··· EXCERPTED RECORDS

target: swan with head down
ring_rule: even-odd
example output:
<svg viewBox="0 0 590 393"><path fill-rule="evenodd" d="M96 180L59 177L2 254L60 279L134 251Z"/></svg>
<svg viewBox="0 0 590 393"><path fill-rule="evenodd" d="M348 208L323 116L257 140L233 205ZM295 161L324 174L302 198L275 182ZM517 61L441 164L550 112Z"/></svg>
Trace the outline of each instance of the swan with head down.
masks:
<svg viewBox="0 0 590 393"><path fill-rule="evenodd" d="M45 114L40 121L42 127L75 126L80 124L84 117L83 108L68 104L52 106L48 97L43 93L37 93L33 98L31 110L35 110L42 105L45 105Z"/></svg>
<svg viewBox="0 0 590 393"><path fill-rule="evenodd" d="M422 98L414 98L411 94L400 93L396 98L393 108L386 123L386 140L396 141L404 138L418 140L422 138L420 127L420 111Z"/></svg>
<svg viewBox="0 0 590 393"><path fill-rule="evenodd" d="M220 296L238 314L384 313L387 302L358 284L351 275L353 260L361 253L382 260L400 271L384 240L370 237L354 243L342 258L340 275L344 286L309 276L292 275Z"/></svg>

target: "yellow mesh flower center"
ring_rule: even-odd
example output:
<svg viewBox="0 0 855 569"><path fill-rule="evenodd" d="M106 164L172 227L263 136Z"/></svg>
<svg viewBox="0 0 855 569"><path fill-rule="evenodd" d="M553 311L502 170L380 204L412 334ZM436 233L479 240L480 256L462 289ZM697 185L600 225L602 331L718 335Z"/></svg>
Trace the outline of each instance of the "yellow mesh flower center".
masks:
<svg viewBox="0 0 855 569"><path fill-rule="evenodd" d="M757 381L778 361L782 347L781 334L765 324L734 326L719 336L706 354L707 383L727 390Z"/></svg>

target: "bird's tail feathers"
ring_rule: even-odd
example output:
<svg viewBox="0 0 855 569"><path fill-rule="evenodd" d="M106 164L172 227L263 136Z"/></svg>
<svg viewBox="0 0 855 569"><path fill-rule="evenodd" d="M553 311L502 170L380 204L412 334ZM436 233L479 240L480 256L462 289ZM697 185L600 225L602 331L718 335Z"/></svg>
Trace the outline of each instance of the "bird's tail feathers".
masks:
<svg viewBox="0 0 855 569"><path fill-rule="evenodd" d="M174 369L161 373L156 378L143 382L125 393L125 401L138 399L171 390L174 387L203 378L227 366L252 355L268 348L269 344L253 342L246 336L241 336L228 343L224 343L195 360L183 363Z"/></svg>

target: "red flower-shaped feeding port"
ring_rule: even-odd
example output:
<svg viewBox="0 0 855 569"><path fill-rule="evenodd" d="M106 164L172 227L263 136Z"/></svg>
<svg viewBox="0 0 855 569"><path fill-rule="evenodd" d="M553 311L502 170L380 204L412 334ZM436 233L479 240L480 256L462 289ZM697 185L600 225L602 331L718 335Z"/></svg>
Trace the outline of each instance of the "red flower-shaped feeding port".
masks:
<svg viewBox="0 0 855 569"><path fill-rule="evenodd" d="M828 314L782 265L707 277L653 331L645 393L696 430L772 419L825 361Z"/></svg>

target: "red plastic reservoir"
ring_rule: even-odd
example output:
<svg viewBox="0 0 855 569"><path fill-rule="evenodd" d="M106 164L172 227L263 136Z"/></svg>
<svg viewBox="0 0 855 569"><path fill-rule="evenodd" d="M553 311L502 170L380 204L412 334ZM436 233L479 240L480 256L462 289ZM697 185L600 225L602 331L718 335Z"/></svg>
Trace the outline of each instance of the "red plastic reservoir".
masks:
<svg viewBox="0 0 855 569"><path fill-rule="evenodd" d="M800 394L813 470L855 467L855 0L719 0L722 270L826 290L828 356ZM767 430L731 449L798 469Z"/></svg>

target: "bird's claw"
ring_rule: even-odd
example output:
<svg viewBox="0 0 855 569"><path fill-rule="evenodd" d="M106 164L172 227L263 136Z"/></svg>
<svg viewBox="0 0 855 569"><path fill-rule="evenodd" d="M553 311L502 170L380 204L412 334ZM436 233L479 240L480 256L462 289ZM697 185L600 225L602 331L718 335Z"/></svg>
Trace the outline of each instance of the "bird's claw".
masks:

······

▶ _WHAT THE TASK REQUIRES_
Reproduce the listing above in full, substituting "Draw" for every occurrence of "Trace" and leaving all other text unchanged.

▶ _ANSWER TO THIS TASK_
target: swan with head down
ring_rule: even-odd
example output:
<svg viewBox="0 0 590 393"><path fill-rule="evenodd" d="M96 180L59 177L2 254L60 279L134 251Z"/></svg>
<svg viewBox="0 0 590 393"><path fill-rule="evenodd" d="M348 208L323 116L257 140L233 205ZM295 161L324 174L302 198L275 182ZM517 61L441 164L550 112Z"/></svg>
Draw the outline of each instance of the swan with head down.
masks:
<svg viewBox="0 0 590 393"><path fill-rule="evenodd" d="M45 114L40 121L42 127L75 126L80 124L84 117L83 108L68 104L52 106L48 97L43 93L37 93L33 98L31 110L35 110L42 105L45 105Z"/></svg>
<svg viewBox="0 0 590 393"><path fill-rule="evenodd" d="M422 98L414 98L411 94L400 93L396 98L393 108L386 123L386 140L396 141L404 138L418 140L422 138L420 127L420 111Z"/></svg>
<svg viewBox="0 0 590 393"><path fill-rule="evenodd" d="M220 296L238 314L384 313L387 302L358 284L351 275L353 260L361 253L382 260L400 271L384 240L370 237L354 243L342 258L340 275L344 286L309 276L292 275Z"/></svg>

target: "yellow mesh flower center"
ring_rule: even-odd
example output:
<svg viewBox="0 0 855 569"><path fill-rule="evenodd" d="M106 164L172 227L263 136Z"/></svg>
<svg viewBox="0 0 855 569"><path fill-rule="evenodd" d="M553 311L502 170L380 204L412 334ZM436 233L479 240L480 256L462 289ZM697 185L600 225L602 331L718 335Z"/></svg>
Draw the outline of each instance of the "yellow mesh flower center".
masks:
<svg viewBox="0 0 855 569"><path fill-rule="evenodd" d="M757 381L778 361L782 347L781 334L765 324L734 326L719 336L706 354L707 383L727 390Z"/></svg>

target: "bird's tail feathers"
ring_rule: even-odd
example output:
<svg viewBox="0 0 855 569"><path fill-rule="evenodd" d="M106 164L172 227L263 136Z"/></svg>
<svg viewBox="0 0 855 569"><path fill-rule="evenodd" d="M553 311L502 170L380 204L412 334ZM436 233L479 240L480 256L462 289ZM697 185L600 225L602 331L718 335Z"/></svg>
Draw the outline of each instance of the "bird's tail feathers".
masks:
<svg viewBox="0 0 855 569"><path fill-rule="evenodd" d="M174 369L161 373L156 378L143 382L125 393L125 401L138 399L171 390L174 387L203 378L227 366L252 355L268 348L269 344L253 342L246 336L241 336L228 343L224 343L195 360L183 363Z"/></svg>

target: "red flower-shaped feeding port"
ring_rule: even-odd
example output:
<svg viewBox="0 0 855 569"><path fill-rule="evenodd" d="M106 164L172 227L263 136Z"/></svg>
<svg viewBox="0 0 855 569"><path fill-rule="evenodd" d="M553 311L502 170L380 204L412 334ZM436 233L479 240L480 256L462 289ZM697 185L600 225L602 331L718 335Z"/></svg>
Draw the outline of each instance of the "red flower-shaped feeding port".
masks:
<svg viewBox="0 0 855 569"><path fill-rule="evenodd" d="M828 314L782 265L707 277L653 331L645 393L696 430L772 419L825 361Z"/></svg>

target: "red plastic reservoir"
ring_rule: even-odd
example output:
<svg viewBox="0 0 855 569"><path fill-rule="evenodd" d="M106 164L172 227L263 136Z"/></svg>
<svg viewBox="0 0 855 569"><path fill-rule="evenodd" d="M553 311L502 170L380 204L412 334ZM436 233L479 240L480 256L462 289ZM697 185L600 225L602 331L718 335Z"/></svg>
Draw the outline of each instance of the "red plastic reservoir".
masks:
<svg viewBox="0 0 855 569"><path fill-rule="evenodd" d="M800 394L813 470L855 467L855 0L719 0L722 270L826 290L828 356ZM767 430L731 449L798 469Z"/></svg>

target: "bird's claw"
ring_rule: even-odd
example output:
<svg viewBox="0 0 855 569"><path fill-rule="evenodd" d="M106 164L172 227L263 136Z"/></svg>
<svg viewBox="0 0 855 569"><path fill-rule="evenodd" d="M553 311L502 170L380 204L412 334ZM436 233L479 240L480 256L462 289ZM697 185L600 225L602 331L718 335Z"/></svg>
Draw the outline of each instance of the "bird's claw".
masks:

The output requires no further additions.